**WORK TO COMPLETE**
Return the lines below exactly, starting with the line that contains "roof and record integer pixel coordinates." and stopping after the last line.

**RECORD EXCERPTS**

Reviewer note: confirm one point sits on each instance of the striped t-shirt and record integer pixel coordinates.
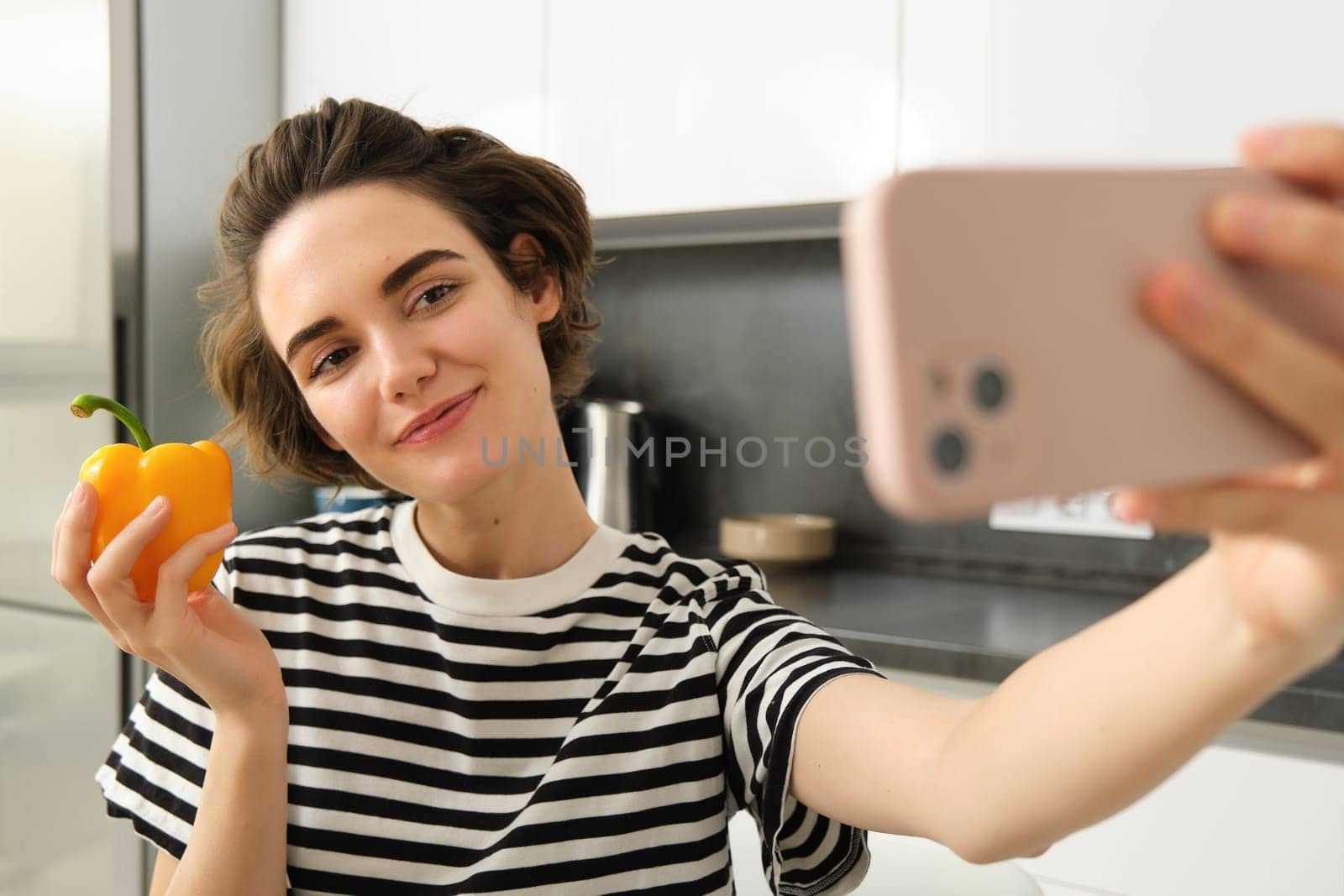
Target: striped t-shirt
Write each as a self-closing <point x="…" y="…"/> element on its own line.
<point x="589" y="730"/>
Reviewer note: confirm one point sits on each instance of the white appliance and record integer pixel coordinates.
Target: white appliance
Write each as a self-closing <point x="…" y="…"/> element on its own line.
<point x="67" y="167"/>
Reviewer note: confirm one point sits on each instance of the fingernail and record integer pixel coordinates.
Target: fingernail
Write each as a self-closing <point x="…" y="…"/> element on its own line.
<point x="1263" y="141"/>
<point x="1132" y="510"/>
<point x="1243" y="217"/>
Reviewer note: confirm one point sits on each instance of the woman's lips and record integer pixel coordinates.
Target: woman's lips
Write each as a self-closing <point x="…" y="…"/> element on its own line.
<point x="444" y="423"/>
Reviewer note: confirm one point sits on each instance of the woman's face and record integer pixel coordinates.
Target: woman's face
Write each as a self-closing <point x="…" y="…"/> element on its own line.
<point x="412" y="329"/>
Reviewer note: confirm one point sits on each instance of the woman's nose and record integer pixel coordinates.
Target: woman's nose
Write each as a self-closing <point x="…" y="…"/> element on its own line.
<point x="401" y="367"/>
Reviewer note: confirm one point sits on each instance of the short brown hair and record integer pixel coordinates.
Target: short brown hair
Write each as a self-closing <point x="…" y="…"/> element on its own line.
<point x="492" y="190"/>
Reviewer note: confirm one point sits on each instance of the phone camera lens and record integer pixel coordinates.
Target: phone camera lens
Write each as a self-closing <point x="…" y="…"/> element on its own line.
<point x="990" y="387"/>
<point x="949" y="450"/>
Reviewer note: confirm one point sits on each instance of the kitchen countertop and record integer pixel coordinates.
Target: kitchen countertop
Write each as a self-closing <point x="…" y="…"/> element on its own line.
<point x="983" y="631"/>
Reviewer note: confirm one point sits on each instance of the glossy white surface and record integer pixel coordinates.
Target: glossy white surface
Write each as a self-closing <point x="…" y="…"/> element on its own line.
<point x="58" y="718"/>
<point x="701" y="105"/>
<point x="479" y="65"/>
<point x="1110" y="81"/>
<point x="1257" y="812"/>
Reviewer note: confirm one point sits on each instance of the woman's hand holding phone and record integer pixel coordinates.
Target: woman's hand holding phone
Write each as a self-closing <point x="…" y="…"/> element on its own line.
<point x="199" y="638"/>
<point x="1278" y="532"/>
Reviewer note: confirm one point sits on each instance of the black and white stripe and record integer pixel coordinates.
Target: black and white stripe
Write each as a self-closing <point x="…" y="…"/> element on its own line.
<point x="591" y="730"/>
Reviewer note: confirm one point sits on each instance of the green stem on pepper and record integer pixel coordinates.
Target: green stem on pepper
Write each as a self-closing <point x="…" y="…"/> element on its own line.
<point x="85" y="405"/>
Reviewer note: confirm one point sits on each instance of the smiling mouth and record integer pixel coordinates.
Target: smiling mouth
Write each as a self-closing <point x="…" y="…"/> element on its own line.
<point x="445" y="412"/>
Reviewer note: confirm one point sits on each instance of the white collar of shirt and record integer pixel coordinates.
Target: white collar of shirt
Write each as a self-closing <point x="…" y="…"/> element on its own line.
<point x="503" y="597"/>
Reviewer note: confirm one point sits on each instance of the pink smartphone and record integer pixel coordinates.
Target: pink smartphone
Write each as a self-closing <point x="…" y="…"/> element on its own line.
<point x="998" y="347"/>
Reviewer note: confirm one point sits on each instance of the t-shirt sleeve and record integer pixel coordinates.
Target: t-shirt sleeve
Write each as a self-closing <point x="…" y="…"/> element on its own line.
<point x="769" y="664"/>
<point x="158" y="763"/>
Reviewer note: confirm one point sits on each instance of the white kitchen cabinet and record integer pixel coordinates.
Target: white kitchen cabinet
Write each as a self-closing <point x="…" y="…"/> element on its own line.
<point x="441" y="63"/>
<point x="655" y="109"/>
<point x="707" y="105"/>
<point x="1261" y="810"/>
<point x="1126" y="82"/>
<point x="1230" y="822"/>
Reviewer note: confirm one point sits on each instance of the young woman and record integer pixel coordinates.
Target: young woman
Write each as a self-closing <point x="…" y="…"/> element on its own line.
<point x="476" y="688"/>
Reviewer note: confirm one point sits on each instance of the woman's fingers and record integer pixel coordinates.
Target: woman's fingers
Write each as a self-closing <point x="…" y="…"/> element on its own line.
<point x="71" y="557"/>
<point x="1210" y="508"/>
<point x="111" y="574"/>
<point x="174" y="620"/>
<point x="1297" y="234"/>
<point x="1289" y="375"/>
<point x="1310" y="154"/>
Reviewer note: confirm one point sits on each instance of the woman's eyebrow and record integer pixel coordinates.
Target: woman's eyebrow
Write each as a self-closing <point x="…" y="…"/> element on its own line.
<point x="394" y="282"/>
<point x="413" y="266"/>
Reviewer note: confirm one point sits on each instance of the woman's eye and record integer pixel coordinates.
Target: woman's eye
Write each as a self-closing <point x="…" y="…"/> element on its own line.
<point x="318" y="371"/>
<point x="438" y="291"/>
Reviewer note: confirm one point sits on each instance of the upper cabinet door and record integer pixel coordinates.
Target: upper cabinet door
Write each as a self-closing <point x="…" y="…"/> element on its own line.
<point x="1124" y="82"/>
<point x="707" y="105"/>
<point x="441" y="63"/>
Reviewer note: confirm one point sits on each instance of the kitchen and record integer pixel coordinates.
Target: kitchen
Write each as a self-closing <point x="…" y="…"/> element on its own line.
<point x="716" y="145"/>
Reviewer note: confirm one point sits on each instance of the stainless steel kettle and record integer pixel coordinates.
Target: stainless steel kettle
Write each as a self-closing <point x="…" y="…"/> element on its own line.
<point x="613" y="448"/>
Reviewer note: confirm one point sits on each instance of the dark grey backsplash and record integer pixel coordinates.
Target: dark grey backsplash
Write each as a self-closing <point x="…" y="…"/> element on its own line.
<point x="749" y="340"/>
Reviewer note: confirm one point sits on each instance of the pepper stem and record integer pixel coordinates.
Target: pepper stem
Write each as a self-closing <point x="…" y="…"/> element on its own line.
<point x="85" y="405"/>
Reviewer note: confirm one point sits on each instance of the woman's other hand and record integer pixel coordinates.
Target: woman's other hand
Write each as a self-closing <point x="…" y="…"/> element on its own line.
<point x="199" y="638"/>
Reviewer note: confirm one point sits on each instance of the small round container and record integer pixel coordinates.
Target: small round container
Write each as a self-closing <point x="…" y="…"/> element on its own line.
<point x="779" y="537"/>
<point x="353" y="497"/>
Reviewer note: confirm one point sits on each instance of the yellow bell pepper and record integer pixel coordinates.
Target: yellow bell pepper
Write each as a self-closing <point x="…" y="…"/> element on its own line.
<point x="197" y="479"/>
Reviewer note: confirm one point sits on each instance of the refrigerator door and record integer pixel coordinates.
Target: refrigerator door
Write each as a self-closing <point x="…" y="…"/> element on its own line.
<point x="60" y="714"/>
<point x="55" y="270"/>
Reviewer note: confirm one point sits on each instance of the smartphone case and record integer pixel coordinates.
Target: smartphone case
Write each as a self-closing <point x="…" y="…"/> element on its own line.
<point x="954" y="275"/>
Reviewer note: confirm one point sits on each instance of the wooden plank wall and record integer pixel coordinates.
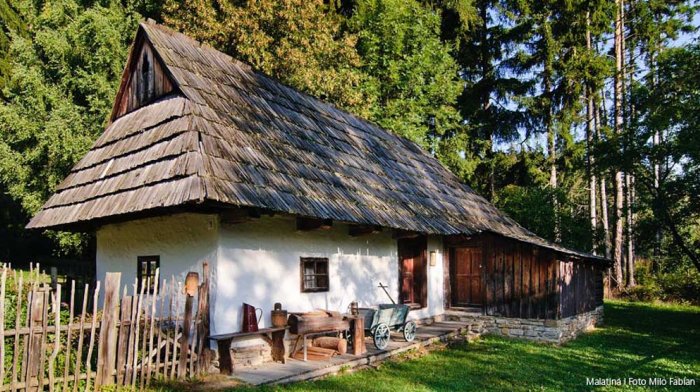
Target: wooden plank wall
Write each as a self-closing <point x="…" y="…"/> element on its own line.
<point x="581" y="287"/>
<point x="521" y="280"/>
<point x="133" y="96"/>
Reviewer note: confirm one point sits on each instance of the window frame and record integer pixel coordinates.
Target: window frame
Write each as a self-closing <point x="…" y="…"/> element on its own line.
<point x="140" y="260"/>
<point x="302" y="272"/>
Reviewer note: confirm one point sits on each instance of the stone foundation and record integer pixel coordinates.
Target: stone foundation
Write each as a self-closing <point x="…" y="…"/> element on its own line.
<point x="549" y="331"/>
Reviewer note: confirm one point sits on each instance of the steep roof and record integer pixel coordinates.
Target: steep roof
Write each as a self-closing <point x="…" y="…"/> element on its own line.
<point x="230" y="135"/>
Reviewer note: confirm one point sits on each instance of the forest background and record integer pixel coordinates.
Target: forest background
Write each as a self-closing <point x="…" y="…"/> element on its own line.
<point x="578" y="118"/>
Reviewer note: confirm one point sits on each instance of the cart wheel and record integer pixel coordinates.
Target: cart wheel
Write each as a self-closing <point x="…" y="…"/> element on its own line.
<point x="382" y="336"/>
<point x="409" y="331"/>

**THE RESPONSE**
Reviewer note: confirm one point sits on each instance of the steep roof and record integer pixel coordinates.
Target: steep roof
Write each as a self-closing <point x="…" y="…"/> element on its own line.
<point x="230" y="135"/>
Reviewer note: confirm one point sits on each instance of the forest background and record integer pixel coordinates.
Target: forest background
Write each as a self-closing <point x="…" y="…"/> element on its own line.
<point x="578" y="118"/>
Reviewer note: confirm one point sits on each instance of the cart wheel and record integer pixel coordinates.
Target: cart wheel
Write each as a self-closing <point x="…" y="…"/> element on its own line.
<point x="382" y="336"/>
<point x="409" y="331"/>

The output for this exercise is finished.